→ **The exercise**
Copy out the rows below with "Mark" substituted for every "Point out", leaving everything else as it is. Omit the pictures from your answer.

########################################

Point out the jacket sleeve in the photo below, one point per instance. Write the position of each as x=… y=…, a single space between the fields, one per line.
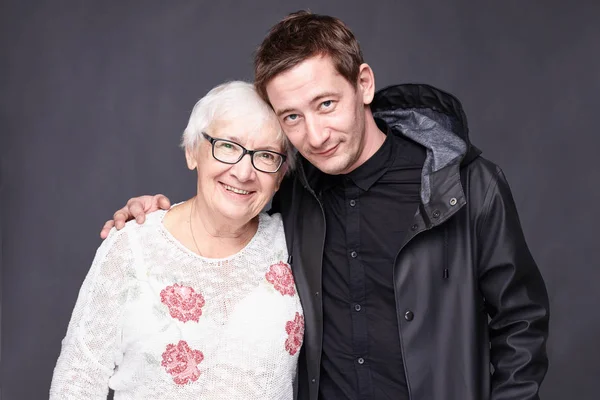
x=91 y=348
x=515 y=296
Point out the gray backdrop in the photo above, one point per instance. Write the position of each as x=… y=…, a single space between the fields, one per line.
x=94 y=96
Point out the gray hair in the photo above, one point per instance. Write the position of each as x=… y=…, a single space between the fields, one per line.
x=228 y=101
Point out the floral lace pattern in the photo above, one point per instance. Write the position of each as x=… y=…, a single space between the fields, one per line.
x=182 y=362
x=295 y=331
x=183 y=302
x=280 y=275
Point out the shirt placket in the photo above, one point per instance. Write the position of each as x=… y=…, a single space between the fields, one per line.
x=357 y=290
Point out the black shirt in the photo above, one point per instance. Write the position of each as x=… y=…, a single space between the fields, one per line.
x=368 y=213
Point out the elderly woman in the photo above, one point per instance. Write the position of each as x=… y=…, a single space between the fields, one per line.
x=198 y=303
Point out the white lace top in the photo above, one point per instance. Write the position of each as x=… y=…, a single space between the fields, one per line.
x=156 y=321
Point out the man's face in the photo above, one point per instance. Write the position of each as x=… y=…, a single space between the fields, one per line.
x=322 y=114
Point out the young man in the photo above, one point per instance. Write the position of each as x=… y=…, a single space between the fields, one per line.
x=405 y=243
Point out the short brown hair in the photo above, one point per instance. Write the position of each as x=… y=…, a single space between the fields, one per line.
x=302 y=35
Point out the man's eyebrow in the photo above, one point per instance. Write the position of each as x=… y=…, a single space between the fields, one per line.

########################################

→ **Full solution**
Mark the jacket sleeve in the photo below, one point per instance. Write the position of each as x=… y=…, a single space between the fields, one per line.
x=91 y=348
x=515 y=296
Mark the gray backdrop in the photo above, one point per instance. Write the position of each as x=… y=…, a single space between the fields, one per line.
x=94 y=96
Mark the gray hair in the photo above, one point per instance. Write the position of each as x=… y=…, a single space between the fields, one per line.
x=228 y=101
Mark the floral lace pattern in the photo above, one point per instance. Write the position of each as x=… y=…, a single space between the fields, one per line.
x=182 y=362
x=295 y=331
x=183 y=302
x=280 y=275
Mark the shirt placket in the photo above, one point per instance. Write the position of each as x=… y=…, a single space between the fields, one per line.
x=357 y=290
Mark the black shirt in the photo above, one point per instance. Write the position of each as x=… y=…, a single space between the fields, one per line.
x=368 y=213
Mark the elderly woman in the photo above, one point per instance. Write the position of each as x=… y=…, a single space between the fields, one per line.
x=198 y=303
Mark the white lace top in the photo above, one point per instance. Write the position of each as x=… y=…, a single space between the fields, one per line.
x=156 y=321
Mark the man's face in the photo above, one point per instance. Write the position of each as x=… y=…, a single space between the fields, one per line.
x=322 y=114
Mark the young man in the photo above, one point per instance. Write the position of each as x=… y=…, a single space between the fields, one per line.
x=405 y=243
Mark the short brown hair in the photo above, one point per instance. Write the position of each as x=… y=…, a single space between the fields, one per line.
x=302 y=35
Mark the man's eyebrow in the photo above, one point per instance. Write the position of each as x=… y=…, a single space between the fields, one per line.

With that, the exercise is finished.